*** LISTED RECORDS Section Begins ***

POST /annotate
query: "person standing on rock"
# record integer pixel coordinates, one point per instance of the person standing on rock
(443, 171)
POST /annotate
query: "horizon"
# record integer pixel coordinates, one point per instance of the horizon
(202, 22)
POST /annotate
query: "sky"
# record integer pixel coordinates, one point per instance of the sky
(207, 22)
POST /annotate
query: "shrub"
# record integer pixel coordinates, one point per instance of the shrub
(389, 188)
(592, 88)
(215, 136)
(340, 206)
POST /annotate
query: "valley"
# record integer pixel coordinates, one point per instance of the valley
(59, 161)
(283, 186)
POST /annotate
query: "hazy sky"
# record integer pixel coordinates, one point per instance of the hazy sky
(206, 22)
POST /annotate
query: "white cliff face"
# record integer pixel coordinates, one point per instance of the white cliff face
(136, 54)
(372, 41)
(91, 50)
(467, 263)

*** LISTED RECORDS Section Ends ***

Nothing but the lines from the one with "the white cliff face" through the last line of the records above should be retyped, and those word for word.

# record integer pixel coordinates, one point per instance of the white cliff face
(136, 54)
(372, 41)
(91, 50)
(467, 263)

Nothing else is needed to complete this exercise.